**SELECTED EXTRACT**.
◇ ◇ ◇

A Message from a VA Rater
This is a letter from an individual who rates VA benefits on the daily. If you really want to maximize the benefits you believe you rate, here is great guidance straight from the horse’s mouth!
As a rater for the VA I have noticed some mistakes that vets make and listened to many talk about how they forgot to tell the C&P doctor something about their conditions. I have also talked to so many veterans who don’t seem to remember aspects of their conditions unless I ask specific questions, and you can’t guarantee the C&P doctor will probe as deeply to bring out what needs to be said.
So, I am recommending veterans complete a personal statement for each and every condition.
If you are filing for 13 conditions you will have a statement for each condition.
I am sure some will worry this will be a lot of paper and bog things down. As a rater I appreciate organization and having a concise statement for each condition. It makes it easier to understand the whole picture and if you are on the borderline of say a 30 and a 50 percent the statement gives me evidence to support going higher instead of lower. So here is what you should have in your statement. First of all, list how you obtained the condition.

◇ ◇ ◇

**DATASET RECORDS**.
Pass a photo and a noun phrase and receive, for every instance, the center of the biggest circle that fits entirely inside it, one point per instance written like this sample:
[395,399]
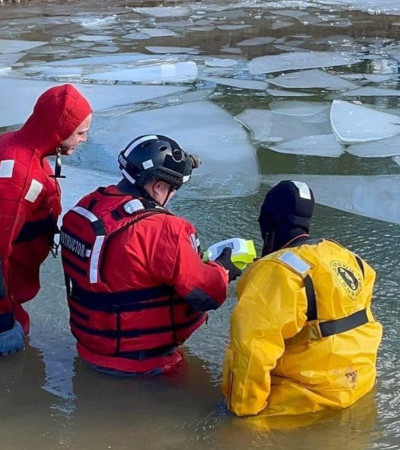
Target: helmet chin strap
[170,189]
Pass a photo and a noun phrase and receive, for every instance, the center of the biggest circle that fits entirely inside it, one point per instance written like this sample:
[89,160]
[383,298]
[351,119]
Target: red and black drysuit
[137,287]
[30,196]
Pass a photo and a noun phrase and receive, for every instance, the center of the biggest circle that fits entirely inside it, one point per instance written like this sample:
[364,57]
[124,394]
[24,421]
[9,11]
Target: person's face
[160,191]
[79,135]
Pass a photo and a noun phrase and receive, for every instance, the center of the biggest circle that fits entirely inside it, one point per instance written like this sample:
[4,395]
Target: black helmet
[288,205]
[156,157]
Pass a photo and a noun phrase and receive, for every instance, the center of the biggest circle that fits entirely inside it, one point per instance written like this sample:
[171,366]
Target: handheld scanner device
[243,251]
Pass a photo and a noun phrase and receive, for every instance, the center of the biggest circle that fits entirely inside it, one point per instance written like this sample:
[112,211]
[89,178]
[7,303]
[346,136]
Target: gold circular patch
[350,280]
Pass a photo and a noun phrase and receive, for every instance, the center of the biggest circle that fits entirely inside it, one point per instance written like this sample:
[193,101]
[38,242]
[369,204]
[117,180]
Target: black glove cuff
[6,322]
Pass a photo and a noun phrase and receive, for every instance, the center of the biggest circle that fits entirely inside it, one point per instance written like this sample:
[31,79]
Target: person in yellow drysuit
[302,338]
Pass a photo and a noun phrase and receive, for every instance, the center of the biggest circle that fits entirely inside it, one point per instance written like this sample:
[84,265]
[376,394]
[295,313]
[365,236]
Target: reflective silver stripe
[6,168]
[139,141]
[127,176]
[148,164]
[85,213]
[296,263]
[94,260]
[304,190]
[34,190]
[132,206]
[194,241]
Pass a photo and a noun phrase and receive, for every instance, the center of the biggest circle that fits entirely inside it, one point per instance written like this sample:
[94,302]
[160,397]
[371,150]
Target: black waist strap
[344,324]
[107,301]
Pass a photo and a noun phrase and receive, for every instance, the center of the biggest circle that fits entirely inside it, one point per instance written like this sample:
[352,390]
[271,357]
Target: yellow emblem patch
[346,276]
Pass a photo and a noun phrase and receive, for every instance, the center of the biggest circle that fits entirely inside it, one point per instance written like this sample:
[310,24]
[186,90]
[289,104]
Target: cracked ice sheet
[319,145]
[267,126]
[230,166]
[300,60]
[369,91]
[234,82]
[180,72]
[376,149]
[311,79]
[356,123]
[20,106]
[15,46]
[372,6]
[164,11]
[374,196]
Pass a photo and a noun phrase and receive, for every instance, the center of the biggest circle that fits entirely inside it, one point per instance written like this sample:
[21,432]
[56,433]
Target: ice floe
[180,72]
[164,11]
[298,108]
[300,60]
[376,149]
[267,126]
[370,91]
[375,196]
[311,79]
[100,96]
[356,123]
[256,41]
[16,46]
[234,82]
[325,145]
[173,50]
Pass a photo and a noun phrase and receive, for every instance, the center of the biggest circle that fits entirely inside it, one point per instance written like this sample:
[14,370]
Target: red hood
[57,113]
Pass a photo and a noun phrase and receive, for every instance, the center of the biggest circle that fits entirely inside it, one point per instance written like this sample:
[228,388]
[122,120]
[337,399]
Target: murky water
[48,398]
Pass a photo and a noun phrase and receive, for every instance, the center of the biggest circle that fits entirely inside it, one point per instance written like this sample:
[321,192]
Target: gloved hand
[12,340]
[224,259]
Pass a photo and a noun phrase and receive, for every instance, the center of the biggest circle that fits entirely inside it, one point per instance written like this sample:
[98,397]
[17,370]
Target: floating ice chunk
[233,27]
[234,82]
[256,41]
[376,149]
[181,72]
[100,96]
[320,145]
[282,93]
[266,124]
[6,61]
[373,77]
[300,60]
[158,32]
[68,72]
[14,46]
[311,79]
[81,181]
[171,50]
[231,50]
[369,91]
[354,123]
[135,36]
[95,22]
[94,38]
[111,60]
[298,108]
[164,11]
[277,24]
[230,166]
[370,196]
[220,62]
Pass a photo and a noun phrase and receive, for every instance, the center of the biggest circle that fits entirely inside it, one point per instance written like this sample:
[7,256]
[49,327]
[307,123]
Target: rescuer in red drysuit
[30,201]
[137,286]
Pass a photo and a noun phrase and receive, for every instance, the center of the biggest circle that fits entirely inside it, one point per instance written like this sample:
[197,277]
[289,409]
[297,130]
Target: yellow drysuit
[289,354]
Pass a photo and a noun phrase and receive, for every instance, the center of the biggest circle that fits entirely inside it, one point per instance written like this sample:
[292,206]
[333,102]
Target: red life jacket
[132,330]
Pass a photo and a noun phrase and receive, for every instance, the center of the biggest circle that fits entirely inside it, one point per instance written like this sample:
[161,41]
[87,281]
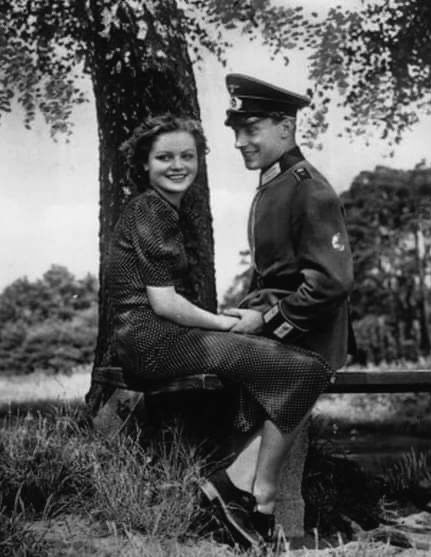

◇ ◇ ◇

**WHAT TO PRODUCE**. In the VA rater's message, what does the rater recommend veterans complete for every condition they file for?

**ANSWER TO THE EXERCISE**. A personal statement for each condition.